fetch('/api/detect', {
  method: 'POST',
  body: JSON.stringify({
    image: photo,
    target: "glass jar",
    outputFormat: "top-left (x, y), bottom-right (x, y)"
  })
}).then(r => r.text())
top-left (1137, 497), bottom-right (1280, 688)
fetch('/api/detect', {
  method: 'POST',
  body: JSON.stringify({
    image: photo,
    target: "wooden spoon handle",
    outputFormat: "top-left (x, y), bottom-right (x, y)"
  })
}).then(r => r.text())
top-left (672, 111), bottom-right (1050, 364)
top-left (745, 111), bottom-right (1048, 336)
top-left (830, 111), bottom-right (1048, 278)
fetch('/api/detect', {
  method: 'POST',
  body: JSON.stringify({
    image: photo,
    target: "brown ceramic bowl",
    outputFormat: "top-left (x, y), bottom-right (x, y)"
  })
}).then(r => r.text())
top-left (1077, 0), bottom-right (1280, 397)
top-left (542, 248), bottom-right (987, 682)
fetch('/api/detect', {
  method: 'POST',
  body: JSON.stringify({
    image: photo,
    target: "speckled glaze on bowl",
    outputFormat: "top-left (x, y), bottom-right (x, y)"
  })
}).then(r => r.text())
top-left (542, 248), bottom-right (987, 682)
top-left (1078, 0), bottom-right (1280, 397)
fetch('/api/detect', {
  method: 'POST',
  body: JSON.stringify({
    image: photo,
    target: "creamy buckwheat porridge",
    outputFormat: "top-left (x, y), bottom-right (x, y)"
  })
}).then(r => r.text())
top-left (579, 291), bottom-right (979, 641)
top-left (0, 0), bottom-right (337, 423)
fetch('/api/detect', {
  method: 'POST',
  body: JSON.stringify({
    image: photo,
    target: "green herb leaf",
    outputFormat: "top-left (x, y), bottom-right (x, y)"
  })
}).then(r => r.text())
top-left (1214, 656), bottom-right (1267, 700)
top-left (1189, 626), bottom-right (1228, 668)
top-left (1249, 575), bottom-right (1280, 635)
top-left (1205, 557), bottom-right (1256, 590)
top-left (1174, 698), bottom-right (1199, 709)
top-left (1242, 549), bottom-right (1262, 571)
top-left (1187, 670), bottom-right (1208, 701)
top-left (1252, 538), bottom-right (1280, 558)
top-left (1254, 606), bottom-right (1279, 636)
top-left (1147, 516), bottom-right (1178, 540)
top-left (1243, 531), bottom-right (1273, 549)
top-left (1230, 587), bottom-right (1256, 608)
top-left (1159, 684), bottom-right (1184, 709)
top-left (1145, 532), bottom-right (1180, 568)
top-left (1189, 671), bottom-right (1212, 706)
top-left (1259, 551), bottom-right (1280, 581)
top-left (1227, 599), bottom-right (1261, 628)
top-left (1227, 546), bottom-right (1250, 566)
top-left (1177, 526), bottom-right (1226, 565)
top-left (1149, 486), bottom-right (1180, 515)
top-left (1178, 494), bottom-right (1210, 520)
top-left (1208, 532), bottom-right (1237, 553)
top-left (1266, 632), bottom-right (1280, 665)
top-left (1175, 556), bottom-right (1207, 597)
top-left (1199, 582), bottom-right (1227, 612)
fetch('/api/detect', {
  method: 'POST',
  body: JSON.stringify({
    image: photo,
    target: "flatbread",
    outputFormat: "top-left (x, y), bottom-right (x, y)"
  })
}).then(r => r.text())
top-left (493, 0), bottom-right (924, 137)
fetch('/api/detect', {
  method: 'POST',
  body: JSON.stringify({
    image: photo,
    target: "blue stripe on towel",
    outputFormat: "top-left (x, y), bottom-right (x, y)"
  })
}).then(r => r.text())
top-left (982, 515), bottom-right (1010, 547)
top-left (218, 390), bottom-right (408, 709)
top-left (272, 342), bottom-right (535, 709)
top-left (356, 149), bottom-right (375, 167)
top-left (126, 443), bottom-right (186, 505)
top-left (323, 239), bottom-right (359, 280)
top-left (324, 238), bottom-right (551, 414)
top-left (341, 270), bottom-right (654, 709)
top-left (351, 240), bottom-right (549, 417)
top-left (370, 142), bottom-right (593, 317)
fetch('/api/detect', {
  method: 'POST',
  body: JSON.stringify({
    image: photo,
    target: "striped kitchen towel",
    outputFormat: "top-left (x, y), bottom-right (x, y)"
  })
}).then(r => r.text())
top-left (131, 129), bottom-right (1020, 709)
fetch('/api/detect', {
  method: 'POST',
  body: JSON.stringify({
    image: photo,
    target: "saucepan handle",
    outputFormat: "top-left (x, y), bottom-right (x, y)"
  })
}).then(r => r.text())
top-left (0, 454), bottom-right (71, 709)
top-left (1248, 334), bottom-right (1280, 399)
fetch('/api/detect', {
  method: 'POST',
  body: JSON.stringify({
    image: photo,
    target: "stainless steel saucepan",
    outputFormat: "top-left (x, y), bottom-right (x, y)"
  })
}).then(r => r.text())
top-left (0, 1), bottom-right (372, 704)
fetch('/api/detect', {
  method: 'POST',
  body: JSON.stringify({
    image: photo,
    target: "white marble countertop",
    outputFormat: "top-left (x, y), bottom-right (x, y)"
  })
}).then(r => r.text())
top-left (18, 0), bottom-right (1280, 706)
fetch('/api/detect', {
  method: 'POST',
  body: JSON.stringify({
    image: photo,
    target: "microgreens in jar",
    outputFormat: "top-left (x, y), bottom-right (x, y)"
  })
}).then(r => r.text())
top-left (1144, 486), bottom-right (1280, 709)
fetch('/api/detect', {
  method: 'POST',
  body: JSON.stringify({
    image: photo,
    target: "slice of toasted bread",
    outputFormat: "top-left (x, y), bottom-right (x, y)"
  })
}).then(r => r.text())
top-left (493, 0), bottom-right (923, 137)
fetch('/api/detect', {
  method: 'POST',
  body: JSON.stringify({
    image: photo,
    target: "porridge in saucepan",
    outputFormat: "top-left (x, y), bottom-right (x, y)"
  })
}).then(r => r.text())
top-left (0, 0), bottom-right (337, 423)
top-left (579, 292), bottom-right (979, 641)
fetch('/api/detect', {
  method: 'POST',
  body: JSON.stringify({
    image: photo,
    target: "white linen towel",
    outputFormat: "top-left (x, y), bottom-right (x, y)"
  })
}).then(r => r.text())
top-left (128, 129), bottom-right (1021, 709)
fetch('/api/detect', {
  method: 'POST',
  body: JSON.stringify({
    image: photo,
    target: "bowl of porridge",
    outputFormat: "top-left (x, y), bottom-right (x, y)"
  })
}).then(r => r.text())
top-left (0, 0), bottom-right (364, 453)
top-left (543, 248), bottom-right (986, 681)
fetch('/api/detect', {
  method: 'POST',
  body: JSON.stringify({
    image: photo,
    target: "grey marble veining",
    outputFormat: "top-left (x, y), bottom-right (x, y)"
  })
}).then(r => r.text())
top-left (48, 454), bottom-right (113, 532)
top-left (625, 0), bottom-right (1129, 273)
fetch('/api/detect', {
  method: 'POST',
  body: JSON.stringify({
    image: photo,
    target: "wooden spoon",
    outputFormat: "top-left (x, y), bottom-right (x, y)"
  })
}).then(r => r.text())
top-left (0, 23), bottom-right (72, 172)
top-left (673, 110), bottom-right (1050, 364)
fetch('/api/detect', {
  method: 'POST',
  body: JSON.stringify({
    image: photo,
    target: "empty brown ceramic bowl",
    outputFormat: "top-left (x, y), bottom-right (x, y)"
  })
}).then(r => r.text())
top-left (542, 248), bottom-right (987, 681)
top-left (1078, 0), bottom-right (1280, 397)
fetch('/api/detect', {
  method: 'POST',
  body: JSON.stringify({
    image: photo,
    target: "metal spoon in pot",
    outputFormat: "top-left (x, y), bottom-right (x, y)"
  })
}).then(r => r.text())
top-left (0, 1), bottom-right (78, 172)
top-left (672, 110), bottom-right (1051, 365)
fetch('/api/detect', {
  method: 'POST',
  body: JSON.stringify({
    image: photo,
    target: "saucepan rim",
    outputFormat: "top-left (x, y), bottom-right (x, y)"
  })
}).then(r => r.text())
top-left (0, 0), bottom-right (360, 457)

—————

GOAL OF THE EXERCISE >>
For every line in the listing above that contains "wooden", copy that line.

SOLUTION TO THIS PROBLEM >>
    target: "wooden spoon handle",
    target: "wooden spoon",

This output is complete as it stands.